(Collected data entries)

'''

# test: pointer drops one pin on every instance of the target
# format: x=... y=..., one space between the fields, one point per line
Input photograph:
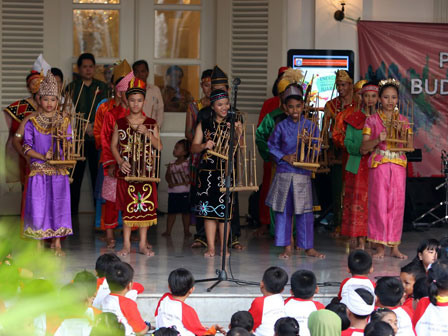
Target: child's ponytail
x=438 y=279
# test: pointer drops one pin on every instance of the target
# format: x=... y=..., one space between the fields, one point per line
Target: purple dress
x=47 y=205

'''

§ **How to complete this task**
Give every line above again exactly, with no pictures.

§ **Expected output**
# test: pointer drops one pin on every instance of the target
# format: x=... y=..., one space between the fields, one point per line
Input photograph:
Target: child's ponytail
x=438 y=279
# test: pointer drops one pin on every instance of the target
# format: x=... y=..., one space between the fields, one point per line
Target: purple dress
x=47 y=205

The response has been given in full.